### DATA IN THIS EXERCISE
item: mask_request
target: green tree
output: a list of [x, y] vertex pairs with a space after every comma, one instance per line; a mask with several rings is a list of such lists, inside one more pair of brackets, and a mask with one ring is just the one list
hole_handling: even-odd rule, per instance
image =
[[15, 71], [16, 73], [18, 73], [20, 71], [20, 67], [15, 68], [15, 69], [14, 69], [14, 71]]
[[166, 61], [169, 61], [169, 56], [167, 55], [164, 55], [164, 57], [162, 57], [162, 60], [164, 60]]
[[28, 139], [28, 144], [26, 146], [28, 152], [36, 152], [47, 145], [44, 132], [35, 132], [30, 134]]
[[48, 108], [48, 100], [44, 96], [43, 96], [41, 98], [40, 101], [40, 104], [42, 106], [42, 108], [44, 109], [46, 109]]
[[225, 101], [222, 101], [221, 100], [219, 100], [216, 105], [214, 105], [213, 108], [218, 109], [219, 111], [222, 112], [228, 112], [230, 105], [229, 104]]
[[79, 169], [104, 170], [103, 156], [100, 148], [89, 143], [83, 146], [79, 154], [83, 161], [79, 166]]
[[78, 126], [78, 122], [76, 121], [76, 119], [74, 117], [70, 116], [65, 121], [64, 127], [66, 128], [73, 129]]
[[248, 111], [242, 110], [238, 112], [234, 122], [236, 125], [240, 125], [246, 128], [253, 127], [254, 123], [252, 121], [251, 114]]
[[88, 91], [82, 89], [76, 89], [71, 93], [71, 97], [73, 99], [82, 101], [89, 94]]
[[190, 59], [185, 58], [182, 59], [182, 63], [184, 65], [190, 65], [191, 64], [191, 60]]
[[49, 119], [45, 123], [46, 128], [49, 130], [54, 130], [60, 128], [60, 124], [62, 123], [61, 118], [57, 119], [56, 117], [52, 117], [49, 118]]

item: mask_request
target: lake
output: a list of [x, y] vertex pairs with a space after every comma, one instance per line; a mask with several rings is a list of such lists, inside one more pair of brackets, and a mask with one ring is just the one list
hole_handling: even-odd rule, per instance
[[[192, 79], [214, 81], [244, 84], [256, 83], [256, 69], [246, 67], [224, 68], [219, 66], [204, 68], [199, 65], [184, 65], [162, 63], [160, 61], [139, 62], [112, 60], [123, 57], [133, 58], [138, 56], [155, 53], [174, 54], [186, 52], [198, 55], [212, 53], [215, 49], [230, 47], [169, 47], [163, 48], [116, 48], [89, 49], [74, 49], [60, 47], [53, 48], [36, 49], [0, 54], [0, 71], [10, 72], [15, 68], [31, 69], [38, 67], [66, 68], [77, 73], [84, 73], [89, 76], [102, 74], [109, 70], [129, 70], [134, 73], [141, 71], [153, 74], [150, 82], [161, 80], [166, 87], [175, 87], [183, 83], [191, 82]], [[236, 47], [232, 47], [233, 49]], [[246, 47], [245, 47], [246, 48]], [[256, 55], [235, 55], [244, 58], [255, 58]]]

### TASK STATEMENT
Scale the rows from the first line up to and including the line with "117], [49, 118]]". Copy every line, requests included, but multiply each vertex coordinate in the answers by 0.75 and round it to a whole number, with halves rounded up.

### IN RESPONSE
item: mask_request
target: green tree
output: a list of [x, y] vertex pairs with a space after every comma, one instance per line; a mask with several rings is a list of such lists, inside one more pair of brackets, and a mask with one ring is just the one list
hole_handling: even-odd rule, per instance
image =
[[11, 53], [12, 55], [14, 55], [15, 53], [15, 50], [11, 51], [11, 52], [11, 52], [11, 53]]
[[125, 46], [127, 46], [127, 42], [125, 41], [123, 41], [123, 43], [122, 43], [122, 45], [123, 45]]
[[21, 104], [21, 108], [20, 110], [21, 114], [27, 114], [35, 109], [33, 99], [26, 99], [23, 101]]
[[36, 81], [36, 75], [33, 72], [32, 72], [31, 74], [30, 76], [30, 78], [32, 80], [32, 81], [33, 82], [35, 82]]
[[169, 76], [167, 76], [166, 75], [164, 75], [162, 79], [161, 79], [160, 81], [164, 82], [164, 83], [167, 84], [171, 84], [173, 79], [172, 78]]
[[59, 127], [78, 128], [77, 117], [75, 111], [67, 107], [62, 110], [59, 116], [62, 121], [59, 125]]
[[59, 95], [59, 92], [57, 91], [57, 89], [56, 88], [53, 87], [49, 91], [48, 95], [50, 96], [55, 97]]
[[186, 83], [182, 83], [179, 84], [176, 92], [177, 94], [180, 94], [185, 96], [190, 95], [191, 92], [189, 91], [188, 86]]
[[66, 68], [62, 67], [57, 67], [53, 70], [53, 73], [55, 74], [62, 76], [67, 71]]
[[143, 44], [139, 44], [137, 44], [137, 47], [138, 49], [143, 49], [143, 48], [143, 45]]
[[37, 89], [34, 92], [35, 96], [37, 98], [41, 98], [45, 96], [45, 93], [47, 92], [46, 89], [43, 89], [42, 88], [39, 88], [37, 89]]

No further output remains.